### RECORDS SHOWN:
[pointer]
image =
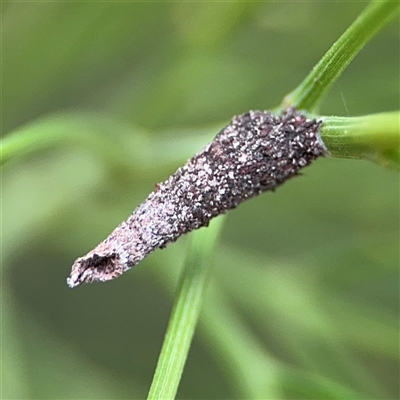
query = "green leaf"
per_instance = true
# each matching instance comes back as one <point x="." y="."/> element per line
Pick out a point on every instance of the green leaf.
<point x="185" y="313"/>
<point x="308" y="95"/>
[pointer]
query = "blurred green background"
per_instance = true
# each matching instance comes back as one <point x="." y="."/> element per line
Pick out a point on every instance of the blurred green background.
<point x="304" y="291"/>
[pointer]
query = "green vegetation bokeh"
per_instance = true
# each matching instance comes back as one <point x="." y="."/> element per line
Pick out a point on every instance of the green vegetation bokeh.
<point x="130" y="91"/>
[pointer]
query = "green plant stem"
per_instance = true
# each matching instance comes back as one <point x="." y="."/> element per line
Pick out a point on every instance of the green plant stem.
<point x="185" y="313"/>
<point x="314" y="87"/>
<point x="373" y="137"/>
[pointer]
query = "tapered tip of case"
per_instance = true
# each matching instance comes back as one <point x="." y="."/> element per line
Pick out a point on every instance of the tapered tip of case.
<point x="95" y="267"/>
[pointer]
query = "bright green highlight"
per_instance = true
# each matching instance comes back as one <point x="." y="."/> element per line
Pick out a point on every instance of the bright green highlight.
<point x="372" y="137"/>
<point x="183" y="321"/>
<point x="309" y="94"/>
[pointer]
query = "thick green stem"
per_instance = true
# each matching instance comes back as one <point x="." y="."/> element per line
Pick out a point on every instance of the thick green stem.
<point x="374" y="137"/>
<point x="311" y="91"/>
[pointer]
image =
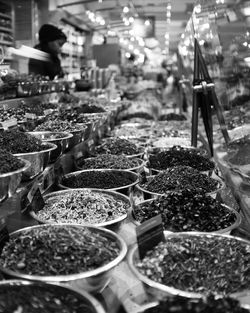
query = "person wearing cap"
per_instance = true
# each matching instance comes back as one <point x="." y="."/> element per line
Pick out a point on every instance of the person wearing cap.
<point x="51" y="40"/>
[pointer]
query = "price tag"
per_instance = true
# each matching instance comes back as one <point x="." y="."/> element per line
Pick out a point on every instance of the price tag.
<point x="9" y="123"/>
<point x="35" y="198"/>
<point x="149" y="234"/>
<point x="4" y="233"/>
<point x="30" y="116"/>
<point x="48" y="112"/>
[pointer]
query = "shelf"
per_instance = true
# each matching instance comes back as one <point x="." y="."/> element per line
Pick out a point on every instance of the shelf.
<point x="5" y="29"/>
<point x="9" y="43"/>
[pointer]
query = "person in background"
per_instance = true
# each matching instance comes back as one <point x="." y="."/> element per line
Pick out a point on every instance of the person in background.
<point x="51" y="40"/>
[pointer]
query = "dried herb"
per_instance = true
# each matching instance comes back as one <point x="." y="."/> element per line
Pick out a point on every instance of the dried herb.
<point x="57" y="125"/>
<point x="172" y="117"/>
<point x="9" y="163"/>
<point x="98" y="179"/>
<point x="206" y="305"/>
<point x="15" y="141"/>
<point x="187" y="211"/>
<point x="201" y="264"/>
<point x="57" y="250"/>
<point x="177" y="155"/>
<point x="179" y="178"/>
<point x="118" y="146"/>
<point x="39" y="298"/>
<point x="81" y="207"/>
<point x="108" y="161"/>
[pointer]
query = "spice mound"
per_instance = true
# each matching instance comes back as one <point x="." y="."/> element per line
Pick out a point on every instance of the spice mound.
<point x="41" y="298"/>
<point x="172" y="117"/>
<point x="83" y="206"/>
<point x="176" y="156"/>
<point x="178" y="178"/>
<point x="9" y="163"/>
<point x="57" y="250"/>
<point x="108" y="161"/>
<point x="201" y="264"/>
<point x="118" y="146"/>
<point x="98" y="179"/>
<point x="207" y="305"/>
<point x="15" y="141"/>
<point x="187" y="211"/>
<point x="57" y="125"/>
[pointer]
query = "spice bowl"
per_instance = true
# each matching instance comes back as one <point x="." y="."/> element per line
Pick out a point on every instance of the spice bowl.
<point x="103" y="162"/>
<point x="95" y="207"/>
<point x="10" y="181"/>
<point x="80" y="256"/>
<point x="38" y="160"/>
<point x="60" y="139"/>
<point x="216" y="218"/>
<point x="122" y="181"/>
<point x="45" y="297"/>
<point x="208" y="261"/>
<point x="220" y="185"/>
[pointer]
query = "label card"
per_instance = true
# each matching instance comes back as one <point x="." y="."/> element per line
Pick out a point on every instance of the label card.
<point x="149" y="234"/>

### INSTRUCTIONS TO FOLLOW:
When you repeat the records, reproduce each line exactly and drop the images.

### EXERCISE OUTPUT:
[pointer]
image =
query = "green leaf"
per_instance = true
# each matching instance comes back as one <point x="." y="."/> element per line
Pick out a point on every instance of the green leaf.
<point x="185" y="313"/>
<point x="308" y="95"/>
[pointer]
query = "blurred green background"
per_instance = true
# each matching instance comes back as one <point x="." y="."/> element per line
Pick out a point on every instance of the blurred green background.
<point x="304" y="291"/>
[pointer]
query = "green vegetation bokeh"
per_instance = true
# each matching instance comes back as one <point x="." y="."/> element per line
Pick out a point on every instance of the green vegetation bokeh.
<point x="130" y="91"/>
[pointer]
query = "green plant stem"
per_instance = true
# each matching instance comes back as one <point x="." y="."/> element per line
Pick out a point on every instance of the green plant stem.
<point x="185" y="313"/>
<point x="314" y="87"/>
<point x="373" y="137"/>
[pointer]
query = "tapered tip of case"
per_instance = true
# each matching instance comes back as one <point x="." y="."/> element per line
Pick out a point on every instance of the tapered tip of case.
<point x="95" y="267"/>
[pointer]
query = "bright green highlight"
per_instance = true
# each matching instance comes back as one <point x="." y="."/> element per line
Pick out a point on every instance of the bright green highlight.
<point x="372" y="137"/>
<point x="183" y="321"/>
<point x="309" y="94"/>
[pointer]
query = "thick green stem"
per_instance = true
# each matching instance comes back as one <point x="." y="."/> element per line
Pick out a point on every instance of the thick green stem.
<point x="374" y="137"/>
<point x="311" y="91"/>
[pointer]
image =
query = "person wearing cap"
per_instance = true
# each matching instance comes back as one <point x="." y="."/> element per line
Pick out a point on every instance of the person wearing cap.
<point x="51" y="40"/>
[pointer]
query = "price tag"
per_instance = true
# each matching instance comes back as one <point x="." y="."/> element per line
Pick out a point on every instance of the price tag.
<point x="9" y="123"/>
<point x="35" y="198"/>
<point x="149" y="234"/>
<point x="4" y="233"/>
<point x="30" y="116"/>
<point x="48" y="112"/>
[pointer]
query = "shelf"
per_instance = true
# each matching instance comes back as one <point x="." y="."/> element per line
Pick out a point on every instance of the shelf.
<point x="5" y="29"/>
<point x="9" y="43"/>
[pointer]
query = "person in background"
per_instance = true
# each matching instance comes back as one <point x="." y="."/> element per line
Pick out a point on every instance of the person in background.
<point x="51" y="40"/>
[pointer]
query = "dried herb"
per_instance = true
# each matching instance comes back as one <point x="." y="."/> element per line
Pick out a point on every instance of the dried herb.
<point x="57" y="125"/>
<point x="172" y="117"/>
<point x="9" y="163"/>
<point x="98" y="179"/>
<point x="206" y="305"/>
<point x="15" y="141"/>
<point x="187" y="211"/>
<point x="201" y="264"/>
<point x="57" y="250"/>
<point x="177" y="155"/>
<point x="179" y="178"/>
<point x="118" y="146"/>
<point x="39" y="298"/>
<point x="81" y="207"/>
<point x="108" y="161"/>
[pointer]
query = "spice mound"
per_instance = true
# each matching instance comes back as one <point x="." y="."/> element per line
Pick out a point on every instance of the spice mound.
<point x="41" y="298"/>
<point x="172" y="117"/>
<point x="83" y="206"/>
<point x="176" y="156"/>
<point x="178" y="178"/>
<point x="9" y="163"/>
<point x="57" y="250"/>
<point x="108" y="161"/>
<point x="201" y="264"/>
<point x="118" y="146"/>
<point x="98" y="179"/>
<point x="207" y="305"/>
<point x="15" y="141"/>
<point x="187" y="211"/>
<point x="57" y="125"/>
[pointer]
query = "spice bowl"
per_instance = true
# each matching instance comes back as one <point x="." y="."/> element per line
Pick out a point on every instance of the spice bowl.
<point x="103" y="162"/>
<point x="95" y="207"/>
<point x="10" y="181"/>
<point x="80" y="256"/>
<point x="38" y="160"/>
<point x="60" y="139"/>
<point x="216" y="218"/>
<point x="122" y="181"/>
<point x="45" y="297"/>
<point x="208" y="261"/>
<point x="220" y="185"/>
[pointer]
query = "label card"
per_instance = true
# each matching instance comes back as one <point x="." y="."/> element per line
Pick out a point on every instance of the label card.
<point x="149" y="234"/>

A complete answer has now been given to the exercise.